◆ **Task to complete**:
Extract every line below that contains the string "wrapped". Treat uppercase and lowercase letters as distinct.

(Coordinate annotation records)

— begin —

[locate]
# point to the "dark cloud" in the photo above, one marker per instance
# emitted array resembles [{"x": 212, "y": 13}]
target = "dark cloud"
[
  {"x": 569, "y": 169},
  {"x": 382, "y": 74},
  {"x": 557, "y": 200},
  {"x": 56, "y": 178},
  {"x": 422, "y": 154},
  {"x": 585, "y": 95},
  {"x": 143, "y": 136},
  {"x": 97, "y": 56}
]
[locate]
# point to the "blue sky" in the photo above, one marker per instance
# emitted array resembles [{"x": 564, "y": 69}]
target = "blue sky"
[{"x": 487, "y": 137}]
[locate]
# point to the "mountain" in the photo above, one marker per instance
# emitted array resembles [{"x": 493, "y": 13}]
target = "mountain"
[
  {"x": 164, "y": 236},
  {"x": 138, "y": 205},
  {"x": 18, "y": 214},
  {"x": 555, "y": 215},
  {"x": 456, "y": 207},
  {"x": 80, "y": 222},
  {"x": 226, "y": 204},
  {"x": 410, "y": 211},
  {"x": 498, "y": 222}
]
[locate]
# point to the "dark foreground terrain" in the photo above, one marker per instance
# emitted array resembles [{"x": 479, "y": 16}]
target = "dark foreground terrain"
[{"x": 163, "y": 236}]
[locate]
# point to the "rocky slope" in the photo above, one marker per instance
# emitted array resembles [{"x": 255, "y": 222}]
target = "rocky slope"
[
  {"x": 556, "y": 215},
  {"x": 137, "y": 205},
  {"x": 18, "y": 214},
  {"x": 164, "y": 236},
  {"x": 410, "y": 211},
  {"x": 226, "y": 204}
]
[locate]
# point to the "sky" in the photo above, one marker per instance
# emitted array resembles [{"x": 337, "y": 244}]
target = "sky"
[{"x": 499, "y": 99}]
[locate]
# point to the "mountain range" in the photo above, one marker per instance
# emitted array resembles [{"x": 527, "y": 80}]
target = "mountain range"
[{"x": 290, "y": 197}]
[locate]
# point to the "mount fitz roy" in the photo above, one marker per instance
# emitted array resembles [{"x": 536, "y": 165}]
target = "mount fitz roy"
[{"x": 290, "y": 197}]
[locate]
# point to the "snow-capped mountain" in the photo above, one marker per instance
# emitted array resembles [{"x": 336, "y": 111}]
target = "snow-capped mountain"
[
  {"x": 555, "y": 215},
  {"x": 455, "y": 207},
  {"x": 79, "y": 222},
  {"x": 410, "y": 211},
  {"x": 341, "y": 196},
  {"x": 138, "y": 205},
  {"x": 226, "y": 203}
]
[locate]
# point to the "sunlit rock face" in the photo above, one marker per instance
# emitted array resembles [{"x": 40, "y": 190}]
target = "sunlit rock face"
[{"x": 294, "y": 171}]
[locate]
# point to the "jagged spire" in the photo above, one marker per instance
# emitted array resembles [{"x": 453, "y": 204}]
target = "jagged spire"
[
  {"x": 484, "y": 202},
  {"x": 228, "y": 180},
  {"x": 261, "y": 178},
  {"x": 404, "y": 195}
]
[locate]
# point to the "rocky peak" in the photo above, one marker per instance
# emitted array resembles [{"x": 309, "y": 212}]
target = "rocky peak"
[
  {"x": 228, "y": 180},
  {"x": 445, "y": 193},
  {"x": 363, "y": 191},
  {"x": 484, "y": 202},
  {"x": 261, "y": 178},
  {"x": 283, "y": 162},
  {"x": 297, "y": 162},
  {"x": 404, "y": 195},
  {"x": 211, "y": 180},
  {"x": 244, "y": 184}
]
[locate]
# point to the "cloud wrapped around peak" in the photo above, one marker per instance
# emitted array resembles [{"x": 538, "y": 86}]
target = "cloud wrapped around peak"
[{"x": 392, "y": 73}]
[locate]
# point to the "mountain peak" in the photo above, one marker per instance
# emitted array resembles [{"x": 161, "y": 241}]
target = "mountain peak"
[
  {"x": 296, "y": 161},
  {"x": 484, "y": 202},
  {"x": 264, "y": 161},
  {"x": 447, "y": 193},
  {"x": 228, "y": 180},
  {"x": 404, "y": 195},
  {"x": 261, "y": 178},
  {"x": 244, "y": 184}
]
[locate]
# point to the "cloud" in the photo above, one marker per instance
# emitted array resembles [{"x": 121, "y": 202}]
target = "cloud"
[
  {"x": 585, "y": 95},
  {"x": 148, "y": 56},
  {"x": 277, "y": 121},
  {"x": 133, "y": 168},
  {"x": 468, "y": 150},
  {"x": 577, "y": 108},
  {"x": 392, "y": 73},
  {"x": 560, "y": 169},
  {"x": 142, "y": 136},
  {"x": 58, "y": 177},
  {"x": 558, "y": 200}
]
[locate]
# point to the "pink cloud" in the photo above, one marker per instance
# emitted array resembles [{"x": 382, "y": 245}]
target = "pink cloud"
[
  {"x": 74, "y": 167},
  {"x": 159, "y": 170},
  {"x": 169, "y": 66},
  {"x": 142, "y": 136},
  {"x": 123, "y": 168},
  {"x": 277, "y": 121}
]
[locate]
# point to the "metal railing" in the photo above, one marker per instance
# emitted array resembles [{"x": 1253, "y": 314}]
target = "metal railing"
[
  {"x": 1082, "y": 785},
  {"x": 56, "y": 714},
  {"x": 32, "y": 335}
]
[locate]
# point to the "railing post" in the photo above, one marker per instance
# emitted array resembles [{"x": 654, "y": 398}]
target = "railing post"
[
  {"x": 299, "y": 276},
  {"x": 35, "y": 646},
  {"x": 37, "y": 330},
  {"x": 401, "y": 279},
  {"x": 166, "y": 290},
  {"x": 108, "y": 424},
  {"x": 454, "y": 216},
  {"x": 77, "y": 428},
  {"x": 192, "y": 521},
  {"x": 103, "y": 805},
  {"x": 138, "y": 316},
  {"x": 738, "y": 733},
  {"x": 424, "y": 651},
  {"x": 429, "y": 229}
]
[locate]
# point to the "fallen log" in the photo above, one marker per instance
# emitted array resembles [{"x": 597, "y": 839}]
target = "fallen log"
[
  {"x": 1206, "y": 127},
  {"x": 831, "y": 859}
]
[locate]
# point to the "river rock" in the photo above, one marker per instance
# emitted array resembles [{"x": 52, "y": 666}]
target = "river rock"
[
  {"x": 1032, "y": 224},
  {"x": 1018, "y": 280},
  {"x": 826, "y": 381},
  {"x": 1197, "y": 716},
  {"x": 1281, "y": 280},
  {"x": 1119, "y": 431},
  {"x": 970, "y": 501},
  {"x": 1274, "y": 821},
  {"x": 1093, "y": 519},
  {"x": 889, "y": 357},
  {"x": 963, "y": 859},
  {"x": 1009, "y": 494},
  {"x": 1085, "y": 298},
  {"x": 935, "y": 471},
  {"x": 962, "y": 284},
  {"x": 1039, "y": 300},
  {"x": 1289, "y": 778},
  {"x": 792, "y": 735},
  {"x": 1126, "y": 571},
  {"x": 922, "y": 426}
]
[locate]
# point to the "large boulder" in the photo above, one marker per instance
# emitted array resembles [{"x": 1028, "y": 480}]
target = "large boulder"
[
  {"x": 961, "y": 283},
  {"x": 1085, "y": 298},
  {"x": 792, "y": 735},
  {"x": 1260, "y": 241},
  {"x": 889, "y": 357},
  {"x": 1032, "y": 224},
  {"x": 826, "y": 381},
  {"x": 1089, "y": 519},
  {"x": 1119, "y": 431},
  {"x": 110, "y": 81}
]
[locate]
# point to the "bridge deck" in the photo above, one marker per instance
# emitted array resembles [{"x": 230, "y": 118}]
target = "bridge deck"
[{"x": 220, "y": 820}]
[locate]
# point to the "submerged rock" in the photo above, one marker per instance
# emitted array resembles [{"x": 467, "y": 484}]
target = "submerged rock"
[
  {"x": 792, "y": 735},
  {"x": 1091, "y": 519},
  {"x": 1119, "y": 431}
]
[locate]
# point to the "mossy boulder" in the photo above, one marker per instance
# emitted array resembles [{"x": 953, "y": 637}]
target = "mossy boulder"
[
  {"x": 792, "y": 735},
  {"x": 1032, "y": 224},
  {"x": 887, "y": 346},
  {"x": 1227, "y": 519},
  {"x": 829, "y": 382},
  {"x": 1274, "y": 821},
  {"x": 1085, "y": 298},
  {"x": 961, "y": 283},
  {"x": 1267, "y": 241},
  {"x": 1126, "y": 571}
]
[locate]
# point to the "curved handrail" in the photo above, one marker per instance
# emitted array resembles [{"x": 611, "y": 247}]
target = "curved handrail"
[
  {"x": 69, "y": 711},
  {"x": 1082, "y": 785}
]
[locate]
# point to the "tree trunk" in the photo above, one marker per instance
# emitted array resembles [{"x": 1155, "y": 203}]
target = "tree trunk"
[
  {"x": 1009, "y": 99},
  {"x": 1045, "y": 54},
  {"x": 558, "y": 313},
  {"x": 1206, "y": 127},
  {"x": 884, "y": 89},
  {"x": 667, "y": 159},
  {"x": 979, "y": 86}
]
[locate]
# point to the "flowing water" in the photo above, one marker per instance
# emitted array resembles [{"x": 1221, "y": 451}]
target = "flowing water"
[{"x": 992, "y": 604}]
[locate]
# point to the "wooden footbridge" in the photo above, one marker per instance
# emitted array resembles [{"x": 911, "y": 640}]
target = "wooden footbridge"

— end —

◆ **The answer**:
# point to the "cloud wrapped around peak" in the photo above, one marker per instance
target = "cloud wrapped around peak"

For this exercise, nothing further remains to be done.